▶ [EXERCISE DIRECTIONS]: All records should be reproduced verbatim.

▶ [RECORD EXTRACTS]:
==*==

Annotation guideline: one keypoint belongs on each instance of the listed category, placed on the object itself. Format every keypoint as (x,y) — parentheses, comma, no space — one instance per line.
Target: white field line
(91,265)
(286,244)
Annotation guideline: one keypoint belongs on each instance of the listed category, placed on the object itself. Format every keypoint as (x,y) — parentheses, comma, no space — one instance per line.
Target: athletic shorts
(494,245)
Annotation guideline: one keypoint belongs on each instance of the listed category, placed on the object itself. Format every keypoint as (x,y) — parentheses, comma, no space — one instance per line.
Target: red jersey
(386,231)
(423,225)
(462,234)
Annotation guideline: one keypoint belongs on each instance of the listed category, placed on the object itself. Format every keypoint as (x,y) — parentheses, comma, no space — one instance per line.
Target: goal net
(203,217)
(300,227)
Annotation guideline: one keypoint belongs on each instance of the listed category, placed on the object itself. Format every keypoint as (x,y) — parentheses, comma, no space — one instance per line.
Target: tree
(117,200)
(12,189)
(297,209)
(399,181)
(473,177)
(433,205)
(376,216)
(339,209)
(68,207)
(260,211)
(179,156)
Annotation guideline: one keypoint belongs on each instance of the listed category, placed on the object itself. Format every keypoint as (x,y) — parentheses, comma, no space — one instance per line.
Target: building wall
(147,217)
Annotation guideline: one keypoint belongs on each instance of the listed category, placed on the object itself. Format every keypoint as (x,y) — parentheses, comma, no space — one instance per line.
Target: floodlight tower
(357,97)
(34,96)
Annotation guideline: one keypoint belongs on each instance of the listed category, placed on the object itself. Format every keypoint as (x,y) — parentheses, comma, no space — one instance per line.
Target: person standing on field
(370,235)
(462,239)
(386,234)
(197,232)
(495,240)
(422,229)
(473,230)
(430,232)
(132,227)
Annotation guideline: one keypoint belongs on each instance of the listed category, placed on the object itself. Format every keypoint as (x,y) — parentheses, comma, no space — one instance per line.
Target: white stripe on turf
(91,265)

==*==

▶ [OUTPUT FOR THIS EXERCISE]:
Annotation guideline: one keypoint belongs on each instance of the listed category, placed on the object itself. Format every keypoint as (x,y) — parentheses, comma, no space — one instance per line.
Target: white field line
(91,265)
(286,244)
Annotation guideline: one keypoint belongs on each instance of the listed category, placed on the object itself. Format every keypoint as (x,y) — parentheses, comma, no space — one instance per line.
Target: athletic shorts
(494,245)
Annotation guideline: one keypoint belongs on each instance of the listed category, placed on the object itself. Format every keypoint as (x,y) — parentheses, comma, no space — one instance per line.
Target: red jersey
(386,231)
(423,225)
(462,234)
Annotation guideline: one keypoint belongs on each instance of the listed category, placed on the object itself. Format every keypoint as (x,y) — parentheses, comma, no space — one instance per line.
Target: goal net
(203,217)
(300,227)
Annotation guideline: one keypoint belongs on each instance of the listed category, placed on the object itself. Format every keypoint as (x,y) — parentheses, comma, no space — one instance per line.
Target: tree
(117,200)
(12,189)
(297,209)
(399,181)
(473,177)
(433,205)
(376,216)
(339,209)
(68,207)
(260,211)
(179,156)
Annotation guideline: one keypoint belongs on each instance of the listed category, placed on the object itself. Format every keypoint as (x,y) — parentheses, comma, no space — one instance per line.
Target: building wall
(147,217)
Annotation guideline: one keypoint belongs on each instance of the listed category, placed on the object itself. Format every keypoint as (x,y) — parentheses, comma, no space — one instance per line.
Target: floodlight tower
(357,97)
(34,96)
Annotation guideline: one keypoint belongs on each instance of the listed category, placed on the object itself. Format every keypoint as (x,y) — parentheses, comma, no space — one instance per line.
Target: person standing on field
(370,235)
(462,239)
(386,234)
(197,232)
(495,240)
(422,229)
(473,230)
(430,232)
(132,227)
Annotation guideline: one keypoint belongs on each instance of the listed category, placed on the object itself. Format every keypoint as (x,y) — parentheses, comma, no space — one instance per line.
Target: white stripe on turf
(91,265)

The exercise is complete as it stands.